SELECTED PASSAGE:

BEGIN

(Redirected from Mortality
- This page deals with the cessation of life. For other meanings of death, see death (disambiguation).
Death is either the cessation of life in a living organism or the state of the organism after that event. A common symbol of death is a grim reaper or the color black. The grave is a metonym for death.
Biologically, death can occur to wholes, to parts of wholes, or to both. For example, it is possible for individual cells and even organs to die, and yet for the organism as a whole to continue to live; many individual cells can live for only a short time, and so most of an organism's cells are continually dying and being replaced by new ones.
Conversely it is also possible for the organism to die and for cells and organs to live and to be used for transplantation. In the latter case, though, the still-living tissues must be removed and transplanted quickly or they too will soon die without the support of their host. Rarely, cell cultures can be immortal as in the case of Henrietta Lacks HeLa cell line.

END

EXTRACTED ENTRIES:
BEGIN

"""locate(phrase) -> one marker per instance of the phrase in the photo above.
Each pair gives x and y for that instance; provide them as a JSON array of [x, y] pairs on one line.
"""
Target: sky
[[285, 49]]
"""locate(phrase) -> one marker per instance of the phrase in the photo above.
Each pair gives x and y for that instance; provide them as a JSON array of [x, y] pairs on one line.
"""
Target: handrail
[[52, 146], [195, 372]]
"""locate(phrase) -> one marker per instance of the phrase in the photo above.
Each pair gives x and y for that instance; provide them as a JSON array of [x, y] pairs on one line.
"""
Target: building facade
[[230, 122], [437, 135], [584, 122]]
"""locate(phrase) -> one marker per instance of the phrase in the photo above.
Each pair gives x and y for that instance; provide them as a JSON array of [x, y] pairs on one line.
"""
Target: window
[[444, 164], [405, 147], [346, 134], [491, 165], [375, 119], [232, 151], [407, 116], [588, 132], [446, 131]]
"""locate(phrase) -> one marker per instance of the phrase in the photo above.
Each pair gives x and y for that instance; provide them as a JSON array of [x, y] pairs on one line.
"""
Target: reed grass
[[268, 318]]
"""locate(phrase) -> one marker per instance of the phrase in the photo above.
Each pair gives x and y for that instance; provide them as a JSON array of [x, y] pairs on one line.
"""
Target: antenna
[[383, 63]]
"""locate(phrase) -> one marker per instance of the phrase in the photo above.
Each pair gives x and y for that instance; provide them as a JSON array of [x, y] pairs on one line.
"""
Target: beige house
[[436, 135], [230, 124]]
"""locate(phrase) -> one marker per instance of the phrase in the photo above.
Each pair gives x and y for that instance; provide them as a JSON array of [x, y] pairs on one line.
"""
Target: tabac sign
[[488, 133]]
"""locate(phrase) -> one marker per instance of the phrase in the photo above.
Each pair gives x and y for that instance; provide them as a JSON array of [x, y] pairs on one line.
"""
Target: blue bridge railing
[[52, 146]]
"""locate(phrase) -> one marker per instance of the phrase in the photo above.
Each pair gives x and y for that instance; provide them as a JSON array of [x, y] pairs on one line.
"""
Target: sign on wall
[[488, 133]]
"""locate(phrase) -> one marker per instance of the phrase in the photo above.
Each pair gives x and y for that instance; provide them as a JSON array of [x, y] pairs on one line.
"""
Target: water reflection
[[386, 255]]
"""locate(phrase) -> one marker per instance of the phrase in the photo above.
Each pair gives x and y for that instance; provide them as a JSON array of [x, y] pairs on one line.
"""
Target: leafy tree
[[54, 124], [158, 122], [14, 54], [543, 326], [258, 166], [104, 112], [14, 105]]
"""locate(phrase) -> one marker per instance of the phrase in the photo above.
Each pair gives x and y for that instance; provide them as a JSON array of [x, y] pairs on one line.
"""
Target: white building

END

TASKS AND EXERCISES:
1. Translate into Spanish this sentence from the text on death: "A common symbol of death is a grim reaper or the color black."
2. In the text on death, rewrite the paragraph beginning "Biologically, death can occur" as a short bulleted list that keeps its main facts.
3. Continue the text on death from its last sentence.

YOUR WRITTEN ANSWERS:
1. Un símbolo común de la muerte es la Parca o el color negro.

2.
- Death can happen to a whole organism, to its parts, or to both.
- Individual cells and even organs can die while the organism as a whole lives on.
- Many cells live only a short time, so most of an organism's cells are constantly dying and being replaced.

3.
Irreversibility is often cited as a key feature of death. Accordingly by definition it would not be possible to bring an organism back to life; if an organism lives, this implies that it has not died earlier, even if that seemed the case. Nonetheless, many people do not believe that death is always and necessarily irreversible; thus some have a religious belief in bodily or spiritual resurrection, while others have hope for the eventual prospects of cryonics or other technological means of reversing death.
It has been hypothesized that a limited lifespan is a consequence of evolution not selecting for extreme longevity in most species, as evolutionary selection only need apply to the organism up to the point of reproduction; after that, except for caring for kin, the continued existence of an individual can have little effect on the survival of its gene line.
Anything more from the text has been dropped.